[INPUT]:

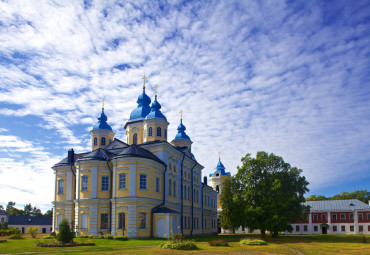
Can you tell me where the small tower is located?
[209,152,231,210]
[144,85,170,142]
[171,110,193,153]
[124,75,152,145]
[90,99,114,150]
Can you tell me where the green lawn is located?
[0,234,370,255]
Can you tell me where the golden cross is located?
[141,74,146,89]
[154,84,158,96]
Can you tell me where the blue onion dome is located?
[175,119,190,140]
[130,88,152,120]
[93,108,113,132]
[146,96,167,121]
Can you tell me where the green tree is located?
[220,177,244,233]
[57,219,74,243]
[234,151,308,237]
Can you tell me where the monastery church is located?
[52,76,230,238]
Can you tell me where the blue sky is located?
[0,0,370,210]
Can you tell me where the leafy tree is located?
[220,177,244,233]
[43,209,53,217]
[306,195,328,201]
[28,227,40,238]
[234,151,308,237]
[57,219,74,243]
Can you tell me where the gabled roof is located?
[77,148,111,161]
[8,215,53,226]
[115,144,166,165]
[304,199,370,211]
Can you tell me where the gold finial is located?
[141,74,146,89]
[154,84,158,96]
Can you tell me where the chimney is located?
[68,149,75,165]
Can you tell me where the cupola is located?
[90,99,114,150]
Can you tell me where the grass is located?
[0,234,370,255]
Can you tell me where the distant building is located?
[8,215,52,234]
[285,199,370,235]
[52,80,217,238]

[WHAT YOU NEED TO DO]:
Reprint all the records with every "is located" switched to "can be found", keeping everything else the same and leaving out the pictures.

[FULL OUTPUT]:
Can you tell me where the small tower can be found?
[209,152,231,210]
[144,85,170,142]
[171,110,193,153]
[124,75,152,145]
[90,99,114,150]
Can you tell me where the green lawn can be found?
[0,234,370,255]
Can you tell me where the golden cross can be found?
[141,74,146,89]
[154,84,158,96]
Can you tell me where the blue onion dome can be found?
[175,119,190,140]
[130,88,152,120]
[93,108,113,132]
[146,96,167,121]
Can you tell me where the green tree can be found?
[220,177,244,233]
[57,219,74,243]
[234,151,308,237]
Can you tell me where the monastery church can be found?
[52,76,230,238]
Can you tell me where the blue sky can be found?
[0,0,370,210]
Can you tell me where the leafy tree can be found?
[220,177,244,233]
[43,209,53,217]
[306,195,328,201]
[28,227,40,238]
[234,151,308,237]
[57,219,74,243]
Can you tell me where the gabled roof can be found?
[77,148,111,161]
[8,215,53,226]
[115,144,166,165]
[304,199,370,211]
Can you tell me where the gold finial can be found?
[141,74,146,89]
[154,84,158,96]
Can you tell me where the chimney can be found?
[68,149,75,165]
Can you tell me where the cupola can be found?
[90,99,114,150]
Can you tell me where the grass can be found?
[0,234,370,255]
Can you tell me where the distant building can be found?
[8,215,52,234]
[285,199,370,235]
[52,80,217,238]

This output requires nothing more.